• _REQUIREMENTS_: Write out, please, the line containing "the blurred background" together with all lines after it, up to and including the last one, with no other output.

--- START OF SUPPLIED DATA ---

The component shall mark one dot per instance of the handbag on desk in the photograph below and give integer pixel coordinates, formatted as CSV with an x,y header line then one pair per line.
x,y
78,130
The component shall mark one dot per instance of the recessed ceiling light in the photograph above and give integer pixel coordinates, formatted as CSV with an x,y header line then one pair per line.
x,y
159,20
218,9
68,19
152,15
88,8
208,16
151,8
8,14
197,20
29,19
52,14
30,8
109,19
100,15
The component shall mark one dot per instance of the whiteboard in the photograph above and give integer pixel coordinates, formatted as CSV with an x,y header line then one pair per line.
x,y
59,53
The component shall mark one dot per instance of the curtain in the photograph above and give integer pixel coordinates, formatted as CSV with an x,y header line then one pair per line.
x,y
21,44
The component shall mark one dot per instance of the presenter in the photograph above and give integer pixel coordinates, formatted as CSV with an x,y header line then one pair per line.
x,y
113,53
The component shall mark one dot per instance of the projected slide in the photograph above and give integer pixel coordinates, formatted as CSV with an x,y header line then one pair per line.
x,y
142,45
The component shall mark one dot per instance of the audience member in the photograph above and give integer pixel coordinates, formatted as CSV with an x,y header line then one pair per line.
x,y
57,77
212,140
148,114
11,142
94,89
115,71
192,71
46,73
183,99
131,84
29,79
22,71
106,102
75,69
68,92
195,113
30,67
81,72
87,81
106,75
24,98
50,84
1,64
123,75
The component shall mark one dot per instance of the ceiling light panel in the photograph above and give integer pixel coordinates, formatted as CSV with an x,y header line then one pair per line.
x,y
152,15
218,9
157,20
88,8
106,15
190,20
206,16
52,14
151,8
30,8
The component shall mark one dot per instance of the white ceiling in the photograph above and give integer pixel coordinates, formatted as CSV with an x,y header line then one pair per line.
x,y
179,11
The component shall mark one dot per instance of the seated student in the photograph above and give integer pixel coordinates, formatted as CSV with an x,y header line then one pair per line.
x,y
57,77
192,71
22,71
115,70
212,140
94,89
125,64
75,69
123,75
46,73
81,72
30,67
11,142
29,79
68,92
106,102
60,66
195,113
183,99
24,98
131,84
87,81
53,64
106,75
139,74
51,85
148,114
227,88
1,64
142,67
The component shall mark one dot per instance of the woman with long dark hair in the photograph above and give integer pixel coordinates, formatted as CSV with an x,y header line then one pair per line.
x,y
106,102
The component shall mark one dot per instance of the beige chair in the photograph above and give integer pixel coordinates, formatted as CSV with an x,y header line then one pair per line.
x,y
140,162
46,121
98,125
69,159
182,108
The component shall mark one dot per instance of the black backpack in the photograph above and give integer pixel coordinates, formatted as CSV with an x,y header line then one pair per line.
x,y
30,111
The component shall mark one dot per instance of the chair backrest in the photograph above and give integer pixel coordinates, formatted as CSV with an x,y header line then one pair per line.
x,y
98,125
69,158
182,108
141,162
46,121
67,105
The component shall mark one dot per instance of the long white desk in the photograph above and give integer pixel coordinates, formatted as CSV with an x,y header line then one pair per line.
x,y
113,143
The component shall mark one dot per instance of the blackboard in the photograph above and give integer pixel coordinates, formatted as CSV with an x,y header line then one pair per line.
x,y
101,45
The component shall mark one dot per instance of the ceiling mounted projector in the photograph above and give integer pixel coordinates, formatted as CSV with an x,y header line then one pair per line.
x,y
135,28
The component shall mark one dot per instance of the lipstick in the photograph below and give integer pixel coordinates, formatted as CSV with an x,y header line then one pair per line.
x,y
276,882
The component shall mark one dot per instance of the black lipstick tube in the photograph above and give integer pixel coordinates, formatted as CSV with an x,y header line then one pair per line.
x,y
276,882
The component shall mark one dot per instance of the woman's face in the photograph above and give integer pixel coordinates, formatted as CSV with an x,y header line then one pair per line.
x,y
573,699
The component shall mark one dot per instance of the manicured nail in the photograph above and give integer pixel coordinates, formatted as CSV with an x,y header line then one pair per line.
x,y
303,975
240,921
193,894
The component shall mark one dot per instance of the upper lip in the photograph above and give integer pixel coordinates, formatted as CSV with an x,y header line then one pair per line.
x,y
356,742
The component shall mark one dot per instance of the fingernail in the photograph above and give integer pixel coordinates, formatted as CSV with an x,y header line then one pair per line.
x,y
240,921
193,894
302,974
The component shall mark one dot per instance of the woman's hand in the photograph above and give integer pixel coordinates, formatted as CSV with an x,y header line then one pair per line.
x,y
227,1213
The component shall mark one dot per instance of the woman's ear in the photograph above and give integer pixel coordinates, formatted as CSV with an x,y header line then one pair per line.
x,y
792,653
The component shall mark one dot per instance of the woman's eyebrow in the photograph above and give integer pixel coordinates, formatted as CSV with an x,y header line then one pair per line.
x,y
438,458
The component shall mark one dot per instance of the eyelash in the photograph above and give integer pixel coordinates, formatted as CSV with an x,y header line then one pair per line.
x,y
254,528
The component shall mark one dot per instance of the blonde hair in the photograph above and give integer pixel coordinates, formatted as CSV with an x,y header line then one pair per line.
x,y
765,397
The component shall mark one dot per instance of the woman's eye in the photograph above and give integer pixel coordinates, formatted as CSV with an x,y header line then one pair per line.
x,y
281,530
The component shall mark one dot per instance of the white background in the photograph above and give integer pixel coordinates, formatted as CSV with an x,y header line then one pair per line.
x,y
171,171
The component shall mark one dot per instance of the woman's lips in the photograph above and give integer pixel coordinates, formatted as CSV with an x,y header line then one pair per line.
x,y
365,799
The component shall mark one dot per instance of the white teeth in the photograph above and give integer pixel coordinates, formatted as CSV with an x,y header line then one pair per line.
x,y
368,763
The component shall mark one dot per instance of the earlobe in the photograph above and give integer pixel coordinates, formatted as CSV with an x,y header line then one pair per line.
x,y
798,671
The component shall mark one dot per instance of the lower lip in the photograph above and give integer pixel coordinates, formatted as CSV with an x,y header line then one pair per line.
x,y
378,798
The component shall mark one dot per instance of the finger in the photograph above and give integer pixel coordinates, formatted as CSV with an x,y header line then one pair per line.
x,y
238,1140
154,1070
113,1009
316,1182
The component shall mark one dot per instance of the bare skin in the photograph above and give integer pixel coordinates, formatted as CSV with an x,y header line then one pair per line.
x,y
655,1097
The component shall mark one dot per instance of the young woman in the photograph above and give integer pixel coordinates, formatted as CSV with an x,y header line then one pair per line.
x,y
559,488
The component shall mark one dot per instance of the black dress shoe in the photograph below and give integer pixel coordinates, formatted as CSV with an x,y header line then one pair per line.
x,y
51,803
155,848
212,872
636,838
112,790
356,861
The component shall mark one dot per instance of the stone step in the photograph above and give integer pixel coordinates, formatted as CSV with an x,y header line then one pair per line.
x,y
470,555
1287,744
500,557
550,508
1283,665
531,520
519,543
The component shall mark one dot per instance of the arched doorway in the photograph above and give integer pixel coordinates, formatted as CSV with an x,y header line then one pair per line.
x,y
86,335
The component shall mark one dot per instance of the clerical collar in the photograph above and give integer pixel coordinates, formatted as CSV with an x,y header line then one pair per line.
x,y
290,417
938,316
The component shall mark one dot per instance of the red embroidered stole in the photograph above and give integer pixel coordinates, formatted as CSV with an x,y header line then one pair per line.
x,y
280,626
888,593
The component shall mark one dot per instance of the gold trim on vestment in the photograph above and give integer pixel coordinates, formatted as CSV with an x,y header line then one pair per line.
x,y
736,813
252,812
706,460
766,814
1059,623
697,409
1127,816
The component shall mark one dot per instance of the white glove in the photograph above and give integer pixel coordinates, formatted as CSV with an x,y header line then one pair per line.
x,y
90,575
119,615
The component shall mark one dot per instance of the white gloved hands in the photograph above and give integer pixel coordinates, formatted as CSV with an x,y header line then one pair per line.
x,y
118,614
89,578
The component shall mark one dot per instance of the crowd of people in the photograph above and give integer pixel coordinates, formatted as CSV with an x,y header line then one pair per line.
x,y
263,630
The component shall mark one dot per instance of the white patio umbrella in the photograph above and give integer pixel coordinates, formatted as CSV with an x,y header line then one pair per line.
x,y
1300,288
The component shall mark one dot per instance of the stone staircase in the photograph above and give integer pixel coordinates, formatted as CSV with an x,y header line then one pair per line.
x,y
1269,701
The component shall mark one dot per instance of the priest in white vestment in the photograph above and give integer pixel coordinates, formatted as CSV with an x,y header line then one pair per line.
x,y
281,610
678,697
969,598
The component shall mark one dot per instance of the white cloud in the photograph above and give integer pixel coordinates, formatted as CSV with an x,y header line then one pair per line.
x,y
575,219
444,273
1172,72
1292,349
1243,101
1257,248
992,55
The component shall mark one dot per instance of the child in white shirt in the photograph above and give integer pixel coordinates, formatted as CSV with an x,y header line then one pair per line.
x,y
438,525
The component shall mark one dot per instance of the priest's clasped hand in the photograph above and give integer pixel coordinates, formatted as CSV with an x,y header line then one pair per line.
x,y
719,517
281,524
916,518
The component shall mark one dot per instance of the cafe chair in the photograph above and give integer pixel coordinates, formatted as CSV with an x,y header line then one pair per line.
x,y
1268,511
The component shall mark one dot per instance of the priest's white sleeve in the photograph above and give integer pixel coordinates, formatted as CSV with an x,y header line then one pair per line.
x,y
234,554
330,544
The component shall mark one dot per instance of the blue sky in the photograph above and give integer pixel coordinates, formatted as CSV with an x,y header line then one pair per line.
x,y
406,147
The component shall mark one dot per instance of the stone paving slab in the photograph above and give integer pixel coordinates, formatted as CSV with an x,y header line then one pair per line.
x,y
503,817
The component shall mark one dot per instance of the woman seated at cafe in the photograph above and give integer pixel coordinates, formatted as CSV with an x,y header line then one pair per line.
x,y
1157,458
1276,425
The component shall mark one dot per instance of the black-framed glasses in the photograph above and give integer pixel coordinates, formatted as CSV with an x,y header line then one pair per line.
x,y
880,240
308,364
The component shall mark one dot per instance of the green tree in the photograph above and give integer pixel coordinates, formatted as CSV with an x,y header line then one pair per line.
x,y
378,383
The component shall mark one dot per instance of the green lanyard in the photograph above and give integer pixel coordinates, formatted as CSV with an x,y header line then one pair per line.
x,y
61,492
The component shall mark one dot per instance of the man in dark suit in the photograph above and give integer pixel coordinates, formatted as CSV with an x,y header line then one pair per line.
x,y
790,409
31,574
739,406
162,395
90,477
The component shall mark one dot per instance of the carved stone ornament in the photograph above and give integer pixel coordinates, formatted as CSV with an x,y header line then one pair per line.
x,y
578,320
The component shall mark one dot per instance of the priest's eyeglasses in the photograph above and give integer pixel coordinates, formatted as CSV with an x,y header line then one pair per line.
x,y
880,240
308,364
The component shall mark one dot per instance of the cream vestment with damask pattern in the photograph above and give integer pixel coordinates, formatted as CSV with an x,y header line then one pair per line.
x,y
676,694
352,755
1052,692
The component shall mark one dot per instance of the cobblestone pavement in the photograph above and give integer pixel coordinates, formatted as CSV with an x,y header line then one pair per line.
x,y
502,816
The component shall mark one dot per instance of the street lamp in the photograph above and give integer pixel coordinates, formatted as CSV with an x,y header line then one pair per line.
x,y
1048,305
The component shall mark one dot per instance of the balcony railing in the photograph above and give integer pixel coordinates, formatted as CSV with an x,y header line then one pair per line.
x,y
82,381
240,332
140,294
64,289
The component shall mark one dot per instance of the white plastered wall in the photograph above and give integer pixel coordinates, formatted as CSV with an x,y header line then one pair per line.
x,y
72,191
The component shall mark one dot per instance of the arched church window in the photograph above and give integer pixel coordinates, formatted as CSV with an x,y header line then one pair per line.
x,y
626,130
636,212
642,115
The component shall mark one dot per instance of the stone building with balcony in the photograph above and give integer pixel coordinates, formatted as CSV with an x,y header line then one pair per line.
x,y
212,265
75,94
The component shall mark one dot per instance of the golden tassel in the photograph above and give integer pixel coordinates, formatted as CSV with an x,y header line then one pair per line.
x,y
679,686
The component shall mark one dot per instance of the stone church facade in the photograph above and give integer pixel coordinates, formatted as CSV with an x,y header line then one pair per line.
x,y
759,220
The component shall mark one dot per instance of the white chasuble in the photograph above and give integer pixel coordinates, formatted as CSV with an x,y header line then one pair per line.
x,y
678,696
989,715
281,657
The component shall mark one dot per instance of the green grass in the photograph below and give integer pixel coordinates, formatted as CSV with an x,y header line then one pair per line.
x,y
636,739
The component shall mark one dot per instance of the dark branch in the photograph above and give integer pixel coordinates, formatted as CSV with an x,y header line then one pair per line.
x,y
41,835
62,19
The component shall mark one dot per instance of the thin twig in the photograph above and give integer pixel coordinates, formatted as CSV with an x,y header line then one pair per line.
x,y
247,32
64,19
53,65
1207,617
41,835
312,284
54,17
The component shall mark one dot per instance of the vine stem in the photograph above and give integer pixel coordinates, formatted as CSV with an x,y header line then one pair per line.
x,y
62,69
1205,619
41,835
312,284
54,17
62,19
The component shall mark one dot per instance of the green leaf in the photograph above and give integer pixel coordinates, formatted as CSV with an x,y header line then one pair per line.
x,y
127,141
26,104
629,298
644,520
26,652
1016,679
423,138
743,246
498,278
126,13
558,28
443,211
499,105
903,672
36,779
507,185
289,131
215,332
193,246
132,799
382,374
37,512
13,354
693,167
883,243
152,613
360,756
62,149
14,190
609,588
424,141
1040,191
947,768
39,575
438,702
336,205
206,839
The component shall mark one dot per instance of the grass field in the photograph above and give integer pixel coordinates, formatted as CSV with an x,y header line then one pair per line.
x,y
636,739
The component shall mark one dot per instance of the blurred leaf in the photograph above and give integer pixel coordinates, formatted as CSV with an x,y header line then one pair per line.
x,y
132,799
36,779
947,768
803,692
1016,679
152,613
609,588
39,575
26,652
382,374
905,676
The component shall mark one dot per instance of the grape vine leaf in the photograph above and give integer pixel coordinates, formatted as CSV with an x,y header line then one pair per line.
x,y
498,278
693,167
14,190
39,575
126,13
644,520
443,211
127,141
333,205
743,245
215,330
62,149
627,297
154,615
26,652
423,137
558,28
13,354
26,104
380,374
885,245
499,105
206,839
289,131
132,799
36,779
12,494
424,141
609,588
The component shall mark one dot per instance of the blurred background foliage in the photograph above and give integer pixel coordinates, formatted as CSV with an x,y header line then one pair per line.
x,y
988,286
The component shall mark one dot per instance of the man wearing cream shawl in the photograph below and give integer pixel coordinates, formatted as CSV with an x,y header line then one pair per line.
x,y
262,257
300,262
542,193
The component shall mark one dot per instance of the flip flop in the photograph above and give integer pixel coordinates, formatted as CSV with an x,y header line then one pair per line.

--- END OF SUPPLIED DATA ---

• _TASK SOLUTION_:
The component shall mark one dot per instance of the blurred background foliage in the photograph above and give integer pixel coordinates, formatted as CSV with an x,y header line then one pair per line.
x,y
988,286
The component shall mark one dot per instance of the man wearing cream shawl in the photograph below and give integer pixel coordinates, formatted as CSV with an x,y header line then one pair per line.
x,y
262,257
300,262
542,193
The component shall mark one dot per instance of the flip flop in the photograph above and give integer pixel coordinates, formatted as CSV with an x,y header line then one pair per line.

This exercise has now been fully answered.